Aufgabe:
Gib die Zeilen der Auflistung unverändert wieder, beginnend mit der Zeile, die „written like (213,496).“ enthält, und fortlaufend bis einschließlich zur letzten Zeile der Auflistung.
# # # #
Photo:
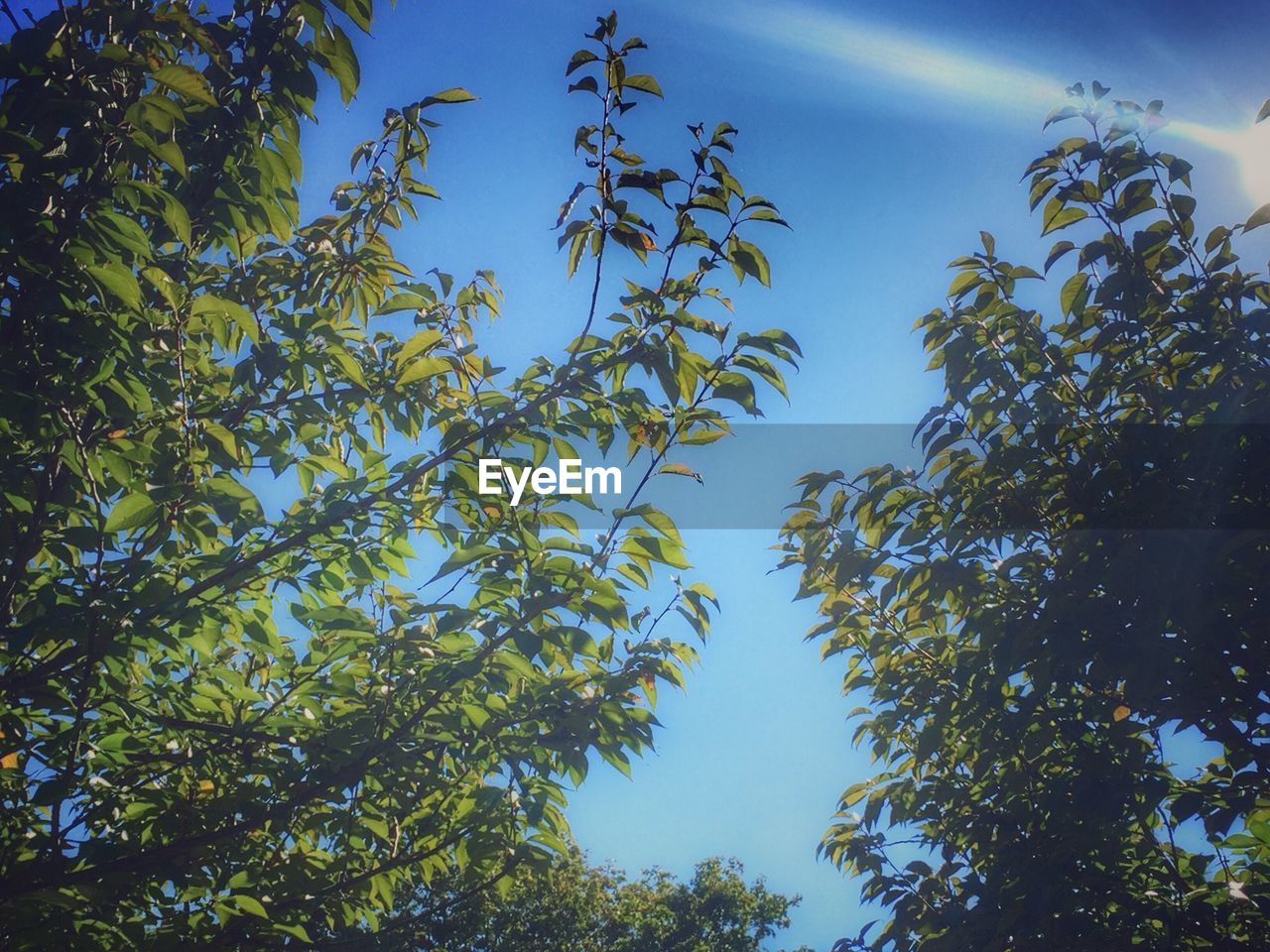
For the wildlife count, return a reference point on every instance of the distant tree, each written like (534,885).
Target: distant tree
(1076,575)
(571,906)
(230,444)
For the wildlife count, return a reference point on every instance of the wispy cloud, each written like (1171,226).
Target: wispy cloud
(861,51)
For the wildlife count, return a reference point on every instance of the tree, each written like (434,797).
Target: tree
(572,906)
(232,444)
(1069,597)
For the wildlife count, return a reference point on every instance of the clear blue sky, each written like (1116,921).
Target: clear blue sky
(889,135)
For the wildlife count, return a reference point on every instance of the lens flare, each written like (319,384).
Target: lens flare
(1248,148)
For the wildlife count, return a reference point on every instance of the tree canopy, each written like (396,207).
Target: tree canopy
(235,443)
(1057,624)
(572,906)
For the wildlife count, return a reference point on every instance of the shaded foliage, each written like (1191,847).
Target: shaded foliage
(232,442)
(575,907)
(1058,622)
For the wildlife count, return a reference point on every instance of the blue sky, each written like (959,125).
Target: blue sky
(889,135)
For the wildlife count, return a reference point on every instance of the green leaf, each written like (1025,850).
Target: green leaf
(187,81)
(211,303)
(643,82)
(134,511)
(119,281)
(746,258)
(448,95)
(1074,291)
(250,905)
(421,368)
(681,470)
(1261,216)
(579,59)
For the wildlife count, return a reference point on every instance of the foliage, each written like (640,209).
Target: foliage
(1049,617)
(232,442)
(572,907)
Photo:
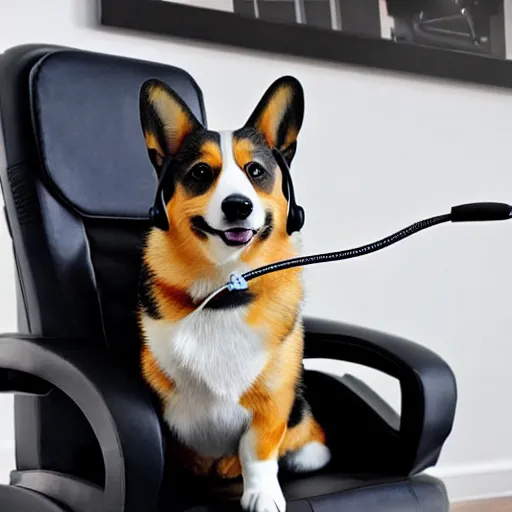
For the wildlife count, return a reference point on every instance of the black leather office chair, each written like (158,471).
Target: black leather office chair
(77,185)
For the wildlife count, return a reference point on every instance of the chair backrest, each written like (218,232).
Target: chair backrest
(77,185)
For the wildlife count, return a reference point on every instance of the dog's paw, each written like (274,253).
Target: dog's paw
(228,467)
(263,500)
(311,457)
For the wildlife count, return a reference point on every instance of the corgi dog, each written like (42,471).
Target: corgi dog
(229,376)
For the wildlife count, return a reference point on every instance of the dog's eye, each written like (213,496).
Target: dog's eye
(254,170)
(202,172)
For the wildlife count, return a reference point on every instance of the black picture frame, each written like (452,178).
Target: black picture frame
# # # #
Antwort:
For the wildlife count, return a reference point on every instance of the dog's eye, each written like (213,496).
Target: dog's eye
(254,170)
(202,172)
For the wildlife count, return a reference point on every instance of the black picture frame, each written like (452,178).
Target: black picture frame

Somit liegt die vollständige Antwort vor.